STATED EXERCISE:
Word for word, repeat the lines of the records from the one containing "of the square" through the last line, both included.

SOURCE DATA:
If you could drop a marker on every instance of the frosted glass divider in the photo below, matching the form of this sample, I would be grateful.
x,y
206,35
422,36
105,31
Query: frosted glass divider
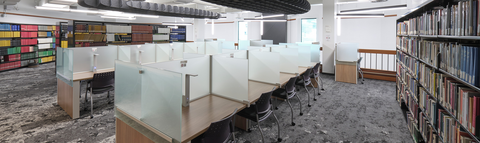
x,y
163,52
304,55
199,85
162,101
64,65
243,44
228,45
190,47
347,52
288,59
177,51
124,53
230,78
128,85
264,67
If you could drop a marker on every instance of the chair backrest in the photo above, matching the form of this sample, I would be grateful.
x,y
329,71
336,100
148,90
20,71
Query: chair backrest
x,y
219,131
101,80
306,77
315,68
263,103
290,86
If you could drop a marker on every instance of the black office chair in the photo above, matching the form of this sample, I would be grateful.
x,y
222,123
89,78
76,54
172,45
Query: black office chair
x,y
219,132
101,83
305,81
359,69
315,74
286,93
260,111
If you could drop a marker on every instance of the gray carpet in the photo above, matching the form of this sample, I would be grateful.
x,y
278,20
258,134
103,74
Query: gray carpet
x,y
343,113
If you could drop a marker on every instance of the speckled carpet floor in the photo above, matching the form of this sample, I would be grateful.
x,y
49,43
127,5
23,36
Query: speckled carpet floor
x,y
343,113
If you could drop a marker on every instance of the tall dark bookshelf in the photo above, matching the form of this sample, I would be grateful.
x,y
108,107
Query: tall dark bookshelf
x,y
413,58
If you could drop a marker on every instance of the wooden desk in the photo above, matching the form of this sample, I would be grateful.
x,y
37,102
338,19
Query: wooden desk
x,y
68,97
197,117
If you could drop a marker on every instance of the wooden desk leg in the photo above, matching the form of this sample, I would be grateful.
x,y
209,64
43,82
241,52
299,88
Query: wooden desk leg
x,y
68,98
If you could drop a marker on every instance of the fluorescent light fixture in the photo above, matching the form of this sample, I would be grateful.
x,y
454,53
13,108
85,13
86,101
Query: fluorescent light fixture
x,y
174,23
263,20
268,16
52,8
360,15
363,10
84,11
116,17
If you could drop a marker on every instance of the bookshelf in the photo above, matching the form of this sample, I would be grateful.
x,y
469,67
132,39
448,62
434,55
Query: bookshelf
x,y
438,46
21,44
91,33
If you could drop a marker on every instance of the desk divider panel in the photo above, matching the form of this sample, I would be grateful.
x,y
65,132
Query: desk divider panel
x,y
230,78
64,65
201,47
264,67
177,51
314,51
288,59
105,58
163,52
154,96
124,53
243,44
304,55
212,48
228,45
190,48
199,86
148,54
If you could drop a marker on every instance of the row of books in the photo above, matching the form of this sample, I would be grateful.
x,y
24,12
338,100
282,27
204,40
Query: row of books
x,y
119,29
142,37
142,29
460,19
9,27
461,60
9,34
90,28
90,37
408,45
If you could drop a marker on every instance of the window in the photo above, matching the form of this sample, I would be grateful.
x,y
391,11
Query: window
x,y
309,30
242,31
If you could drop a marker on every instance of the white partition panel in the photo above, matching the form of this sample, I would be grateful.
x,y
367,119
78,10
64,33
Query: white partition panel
x,y
177,51
201,47
243,44
230,78
264,67
190,48
163,52
228,45
212,48
304,55
199,85
124,53
105,58
288,59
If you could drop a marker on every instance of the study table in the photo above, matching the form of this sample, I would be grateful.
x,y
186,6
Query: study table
x,y
68,97
196,118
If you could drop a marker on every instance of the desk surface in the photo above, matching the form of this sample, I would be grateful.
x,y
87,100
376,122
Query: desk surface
x,y
88,75
197,117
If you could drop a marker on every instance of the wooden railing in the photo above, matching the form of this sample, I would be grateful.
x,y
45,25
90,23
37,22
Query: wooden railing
x,y
378,64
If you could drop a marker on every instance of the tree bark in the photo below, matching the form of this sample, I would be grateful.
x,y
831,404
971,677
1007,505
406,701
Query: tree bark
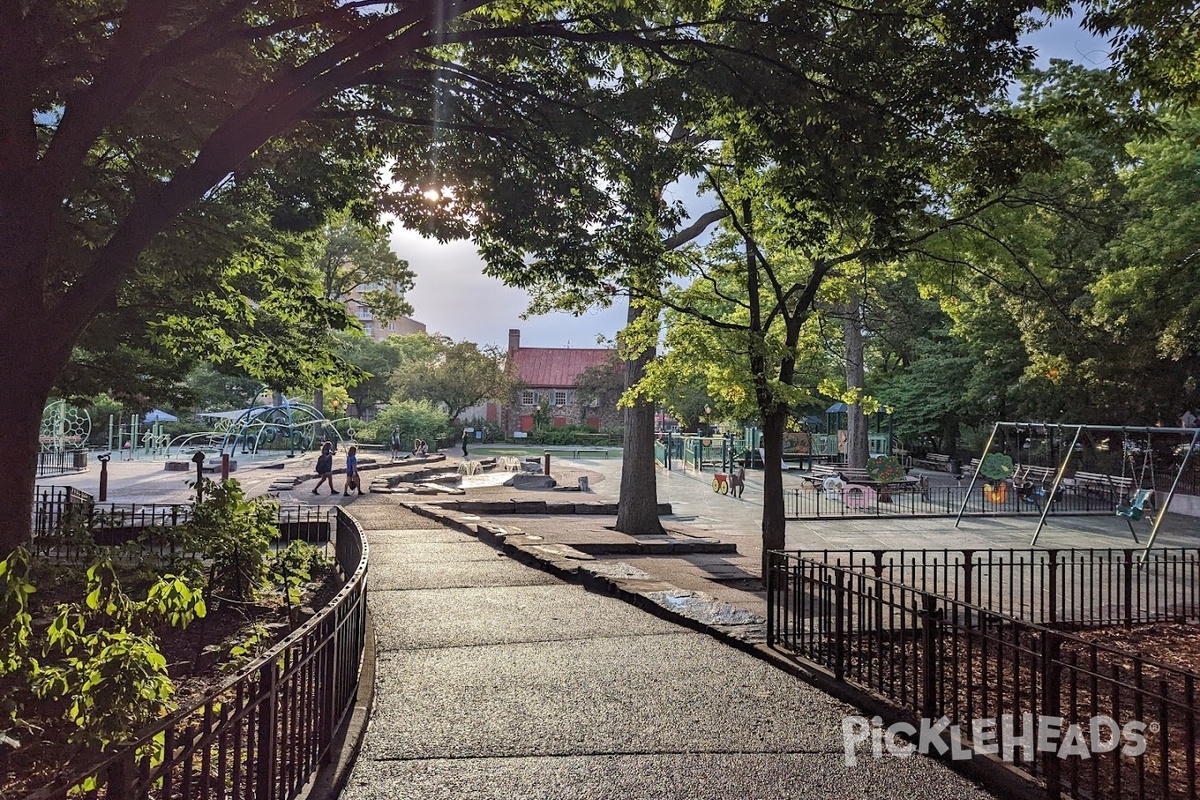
x,y
637,511
774,529
857,449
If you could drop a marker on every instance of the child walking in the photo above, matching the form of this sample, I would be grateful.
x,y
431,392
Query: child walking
x,y
352,471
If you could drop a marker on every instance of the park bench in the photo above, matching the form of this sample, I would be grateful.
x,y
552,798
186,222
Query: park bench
x,y
1101,483
934,461
817,475
1036,474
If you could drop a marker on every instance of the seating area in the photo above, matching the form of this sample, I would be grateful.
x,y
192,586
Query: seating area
x,y
817,475
936,462
1116,485
1080,481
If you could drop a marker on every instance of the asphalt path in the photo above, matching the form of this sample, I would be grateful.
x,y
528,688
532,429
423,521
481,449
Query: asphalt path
x,y
496,680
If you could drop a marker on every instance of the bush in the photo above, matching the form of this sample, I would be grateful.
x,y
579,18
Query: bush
x,y
415,420
574,434
234,536
492,431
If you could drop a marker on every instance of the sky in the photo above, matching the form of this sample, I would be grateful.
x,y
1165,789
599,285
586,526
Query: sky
x,y
454,298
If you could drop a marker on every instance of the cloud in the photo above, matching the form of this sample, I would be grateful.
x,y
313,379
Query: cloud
x,y
453,296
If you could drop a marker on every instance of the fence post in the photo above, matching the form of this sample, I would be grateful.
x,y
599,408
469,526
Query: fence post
x,y
1051,704
268,729
839,624
1128,588
119,775
1053,584
929,656
772,591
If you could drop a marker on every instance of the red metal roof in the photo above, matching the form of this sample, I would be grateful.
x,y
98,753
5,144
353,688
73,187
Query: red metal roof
x,y
556,367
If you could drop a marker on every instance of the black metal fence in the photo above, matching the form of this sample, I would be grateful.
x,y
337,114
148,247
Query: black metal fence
x,y
61,462
1057,588
940,501
66,523
263,733
1027,693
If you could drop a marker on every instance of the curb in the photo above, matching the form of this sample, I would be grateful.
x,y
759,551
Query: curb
x,y
994,775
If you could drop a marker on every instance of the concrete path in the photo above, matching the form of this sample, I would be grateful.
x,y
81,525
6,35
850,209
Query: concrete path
x,y
497,680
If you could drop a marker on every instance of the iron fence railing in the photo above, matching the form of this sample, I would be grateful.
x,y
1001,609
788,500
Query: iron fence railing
x,y
1011,687
1057,588
60,462
263,733
810,503
67,522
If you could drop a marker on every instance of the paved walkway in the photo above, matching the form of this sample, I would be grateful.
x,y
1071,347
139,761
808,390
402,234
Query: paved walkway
x,y
497,680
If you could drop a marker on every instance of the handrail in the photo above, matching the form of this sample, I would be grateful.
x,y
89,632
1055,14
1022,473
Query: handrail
x,y
264,732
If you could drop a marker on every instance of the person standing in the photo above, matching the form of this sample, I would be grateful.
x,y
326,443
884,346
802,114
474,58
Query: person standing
x,y
353,480
325,468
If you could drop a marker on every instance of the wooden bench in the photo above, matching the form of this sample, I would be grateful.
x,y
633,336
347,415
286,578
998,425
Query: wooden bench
x,y
936,462
820,473
1101,483
1036,474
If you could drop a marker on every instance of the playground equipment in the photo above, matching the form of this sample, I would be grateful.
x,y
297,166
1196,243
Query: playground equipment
x,y
64,427
1129,503
285,425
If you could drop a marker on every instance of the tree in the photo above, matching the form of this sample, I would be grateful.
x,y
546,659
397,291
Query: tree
x,y
456,376
355,263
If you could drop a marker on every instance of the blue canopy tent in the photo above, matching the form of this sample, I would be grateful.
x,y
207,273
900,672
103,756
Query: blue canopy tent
x,y
159,415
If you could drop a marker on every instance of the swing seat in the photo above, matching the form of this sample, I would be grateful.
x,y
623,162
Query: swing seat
x,y
1137,505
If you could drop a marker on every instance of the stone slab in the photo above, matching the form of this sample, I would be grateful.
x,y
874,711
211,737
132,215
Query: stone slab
x,y
497,571
499,615
666,776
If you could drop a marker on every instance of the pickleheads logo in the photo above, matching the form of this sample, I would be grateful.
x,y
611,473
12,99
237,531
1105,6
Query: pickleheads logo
x,y
994,737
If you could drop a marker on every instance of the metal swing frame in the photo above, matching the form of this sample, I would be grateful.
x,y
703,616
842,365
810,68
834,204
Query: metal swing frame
x,y
1060,473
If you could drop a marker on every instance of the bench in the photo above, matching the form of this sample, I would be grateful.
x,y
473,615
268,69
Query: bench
x,y
1101,483
817,475
1036,474
936,462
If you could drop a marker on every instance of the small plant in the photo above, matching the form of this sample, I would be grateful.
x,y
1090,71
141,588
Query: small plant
x,y
97,661
293,567
234,535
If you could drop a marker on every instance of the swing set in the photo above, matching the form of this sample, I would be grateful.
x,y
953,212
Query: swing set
x,y
1133,491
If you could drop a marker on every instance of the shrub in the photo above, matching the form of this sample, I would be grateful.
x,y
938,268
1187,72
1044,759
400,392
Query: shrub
x,y
97,661
574,434
234,536
415,420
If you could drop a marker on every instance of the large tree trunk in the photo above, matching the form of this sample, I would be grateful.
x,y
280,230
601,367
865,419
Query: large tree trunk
x,y
857,449
637,511
773,522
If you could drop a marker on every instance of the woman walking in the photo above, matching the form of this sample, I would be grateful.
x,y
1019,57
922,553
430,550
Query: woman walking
x,y
325,468
353,480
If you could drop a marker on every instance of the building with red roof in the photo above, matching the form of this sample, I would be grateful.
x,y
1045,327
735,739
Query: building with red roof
x,y
549,378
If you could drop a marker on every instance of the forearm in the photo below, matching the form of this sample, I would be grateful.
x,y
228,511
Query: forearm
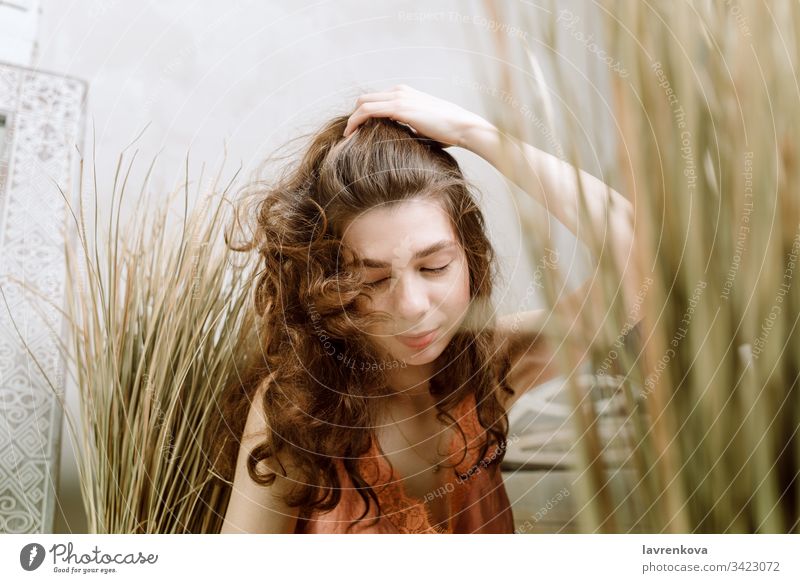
x,y
554,184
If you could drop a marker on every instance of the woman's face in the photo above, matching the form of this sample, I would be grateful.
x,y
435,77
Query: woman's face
x,y
417,272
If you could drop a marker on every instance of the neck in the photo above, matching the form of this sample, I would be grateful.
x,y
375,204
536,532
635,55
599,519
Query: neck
x,y
410,388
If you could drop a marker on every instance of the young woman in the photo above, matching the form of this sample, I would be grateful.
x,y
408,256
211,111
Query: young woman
x,y
387,378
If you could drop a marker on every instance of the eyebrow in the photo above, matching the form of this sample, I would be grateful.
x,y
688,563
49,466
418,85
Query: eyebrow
x,y
429,250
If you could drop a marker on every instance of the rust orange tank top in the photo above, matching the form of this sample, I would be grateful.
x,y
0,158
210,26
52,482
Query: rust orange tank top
x,y
476,497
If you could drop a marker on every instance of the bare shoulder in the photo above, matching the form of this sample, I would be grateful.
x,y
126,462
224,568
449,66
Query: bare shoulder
x,y
255,508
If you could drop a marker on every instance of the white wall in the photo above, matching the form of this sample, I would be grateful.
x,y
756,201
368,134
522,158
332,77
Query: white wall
x,y
251,74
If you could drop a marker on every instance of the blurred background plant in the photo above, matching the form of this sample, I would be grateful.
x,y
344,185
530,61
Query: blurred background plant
x,y
160,324
688,423
700,432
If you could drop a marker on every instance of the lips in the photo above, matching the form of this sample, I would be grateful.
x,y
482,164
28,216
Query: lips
x,y
419,340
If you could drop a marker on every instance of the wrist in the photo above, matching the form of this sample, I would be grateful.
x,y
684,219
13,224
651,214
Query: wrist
x,y
476,135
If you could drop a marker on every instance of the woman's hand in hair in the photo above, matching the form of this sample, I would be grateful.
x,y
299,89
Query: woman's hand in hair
x,y
426,115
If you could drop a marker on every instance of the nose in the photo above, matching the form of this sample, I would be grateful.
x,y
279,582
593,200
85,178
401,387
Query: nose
x,y
411,298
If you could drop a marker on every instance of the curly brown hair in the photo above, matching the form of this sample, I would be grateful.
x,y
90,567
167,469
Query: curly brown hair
x,y
319,410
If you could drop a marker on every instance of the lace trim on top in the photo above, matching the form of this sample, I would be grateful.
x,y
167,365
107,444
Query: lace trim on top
x,y
409,514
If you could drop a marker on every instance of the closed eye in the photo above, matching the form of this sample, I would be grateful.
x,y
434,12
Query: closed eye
x,y
433,270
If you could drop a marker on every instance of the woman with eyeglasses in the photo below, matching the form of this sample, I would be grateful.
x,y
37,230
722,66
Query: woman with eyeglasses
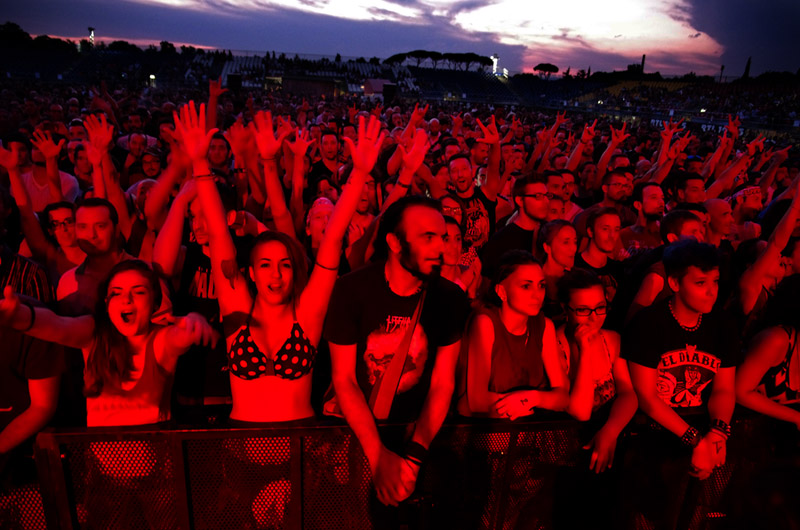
x,y
600,384
510,363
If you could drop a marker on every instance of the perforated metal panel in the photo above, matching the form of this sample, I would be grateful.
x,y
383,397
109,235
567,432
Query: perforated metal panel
x,y
21,509
126,484
240,482
336,483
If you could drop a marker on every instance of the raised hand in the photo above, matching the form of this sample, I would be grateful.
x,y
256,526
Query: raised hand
x,y
588,132
733,126
190,129
602,446
413,159
619,135
370,140
351,112
515,405
758,144
242,142
100,132
215,89
418,115
44,143
490,133
301,143
261,127
193,329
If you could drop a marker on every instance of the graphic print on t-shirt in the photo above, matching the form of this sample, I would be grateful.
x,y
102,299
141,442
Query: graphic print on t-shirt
x,y
382,345
477,217
683,374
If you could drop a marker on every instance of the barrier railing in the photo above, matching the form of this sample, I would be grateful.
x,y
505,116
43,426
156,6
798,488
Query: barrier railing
x,y
479,475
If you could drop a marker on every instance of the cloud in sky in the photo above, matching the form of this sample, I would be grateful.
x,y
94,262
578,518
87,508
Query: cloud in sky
x,y
677,35
614,32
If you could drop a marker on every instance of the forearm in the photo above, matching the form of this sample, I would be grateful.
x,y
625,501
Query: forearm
x,y
277,203
220,242
24,426
331,245
168,243
54,180
359,417
623,409
662,414
758,402
155,207
721,404
581,397
556,399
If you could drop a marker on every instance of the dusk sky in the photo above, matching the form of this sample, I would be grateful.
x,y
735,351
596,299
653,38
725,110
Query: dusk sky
x,y
678,36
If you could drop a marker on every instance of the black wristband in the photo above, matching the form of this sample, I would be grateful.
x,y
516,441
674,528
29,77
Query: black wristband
x,y
33,317
416,452
691,437
722,427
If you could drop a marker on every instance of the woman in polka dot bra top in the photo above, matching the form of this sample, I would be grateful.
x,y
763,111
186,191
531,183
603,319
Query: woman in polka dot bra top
x,y
272,332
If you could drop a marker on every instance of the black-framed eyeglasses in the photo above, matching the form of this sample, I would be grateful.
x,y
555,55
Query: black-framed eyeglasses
x,y
586,311
538,196
55,225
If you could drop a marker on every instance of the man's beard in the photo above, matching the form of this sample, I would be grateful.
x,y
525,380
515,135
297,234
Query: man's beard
x,y
409,262
653,216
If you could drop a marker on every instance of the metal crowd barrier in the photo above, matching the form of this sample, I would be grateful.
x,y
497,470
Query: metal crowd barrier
x,y
479,475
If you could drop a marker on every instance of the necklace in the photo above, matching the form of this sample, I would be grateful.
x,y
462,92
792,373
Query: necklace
x,y
687,328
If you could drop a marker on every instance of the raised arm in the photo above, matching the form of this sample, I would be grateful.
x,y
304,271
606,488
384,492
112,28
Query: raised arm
x,y
314,300
215,90
41,248
767,349
491,137
269,147
167,248
751,281
299,148
586,140
232,290
41,323
50,150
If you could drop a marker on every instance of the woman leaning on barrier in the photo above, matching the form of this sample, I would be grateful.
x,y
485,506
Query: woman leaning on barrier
x,y
596,372
130,362
510,364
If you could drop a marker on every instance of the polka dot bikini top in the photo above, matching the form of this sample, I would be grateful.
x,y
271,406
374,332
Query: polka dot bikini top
x,y
292,361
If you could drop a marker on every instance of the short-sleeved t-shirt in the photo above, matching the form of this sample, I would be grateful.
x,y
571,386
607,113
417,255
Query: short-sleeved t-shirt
x,y
686,361
364,311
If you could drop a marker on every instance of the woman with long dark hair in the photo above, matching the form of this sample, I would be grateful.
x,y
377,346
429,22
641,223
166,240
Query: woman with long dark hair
x,y
510,364
272,332
130,362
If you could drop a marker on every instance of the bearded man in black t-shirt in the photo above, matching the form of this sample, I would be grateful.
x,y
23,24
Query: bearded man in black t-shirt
x,y
682,358
372,314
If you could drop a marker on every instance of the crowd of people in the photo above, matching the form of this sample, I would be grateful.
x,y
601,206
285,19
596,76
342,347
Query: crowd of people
x,y
293,260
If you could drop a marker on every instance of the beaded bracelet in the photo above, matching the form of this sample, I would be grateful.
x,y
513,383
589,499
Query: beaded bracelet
x,y
722,427
691,437
416,452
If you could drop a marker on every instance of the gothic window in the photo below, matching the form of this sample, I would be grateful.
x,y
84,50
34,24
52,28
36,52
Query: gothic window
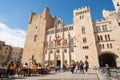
x,y
86,56
101,38
83,30
98,38
0,47
104,27
66,29
119,23
111,45
36,27
98,29
71,42
52,31
108,37
100,46
71,28
103,46
84,40
72,49
35,37
107,45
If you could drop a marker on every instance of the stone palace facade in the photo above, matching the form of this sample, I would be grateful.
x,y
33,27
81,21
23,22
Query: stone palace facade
x,y
48,40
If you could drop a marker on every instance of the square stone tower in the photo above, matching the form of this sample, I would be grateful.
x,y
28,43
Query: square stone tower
x,y
34,43
85,38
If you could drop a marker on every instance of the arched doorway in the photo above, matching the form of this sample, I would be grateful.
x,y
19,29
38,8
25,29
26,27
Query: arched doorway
x,y
107,58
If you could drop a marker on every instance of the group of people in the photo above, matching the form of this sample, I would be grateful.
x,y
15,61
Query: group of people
x,y
14,68
79,66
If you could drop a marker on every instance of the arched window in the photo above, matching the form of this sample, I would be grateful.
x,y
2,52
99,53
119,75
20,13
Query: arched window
x,y
35,37
83,30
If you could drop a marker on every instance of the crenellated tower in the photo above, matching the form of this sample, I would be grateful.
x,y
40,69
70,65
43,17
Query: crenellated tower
x,y
35,39
116,5
85,39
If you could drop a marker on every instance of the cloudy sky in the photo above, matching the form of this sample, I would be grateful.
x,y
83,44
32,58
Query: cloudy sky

EXERCISE SOLUTION:
If you could drop a marker on every instance of the square stone tower in the photo above, matching the form of this sample, I would be grateful.
x,y
28,43
Query: square stone tower
x,y
34,43
85,38
If you could drop a marker on every instance of the arched doorway in the photo above, matching the form of this sample, I would be grateful.
x,y
19,29
38,8
25,29
26,27
Query: arched doorway
x,y
107,58
If you could drop a marker on every instance of the group of people in the photo above, matching the form of this sample, I would be grateful.
x,y
15,61
Query: group of people
x,y
14,68
79,66
If you could drop a marker on every instance of the arched window in the photo above, matching the form of this sample, I would be grateful.
x,y
2,52
99,53
119,75
20,13
Query: arched window
x,y
35,37
83,30
If you could drop a marker on every instance of the crenellated tower in the photo above, matching the form of this sample, I would be grateful.
x,y
40,69
70,65
43,17
Query: crenellated tower
x,y
35,39
116,5
85,39
If you could drop a marker on every instance of the cloudy sky in the photo above, matching the form of this sample, I would be grateful.
x,y
83,44
32,58
Query: cloudy sky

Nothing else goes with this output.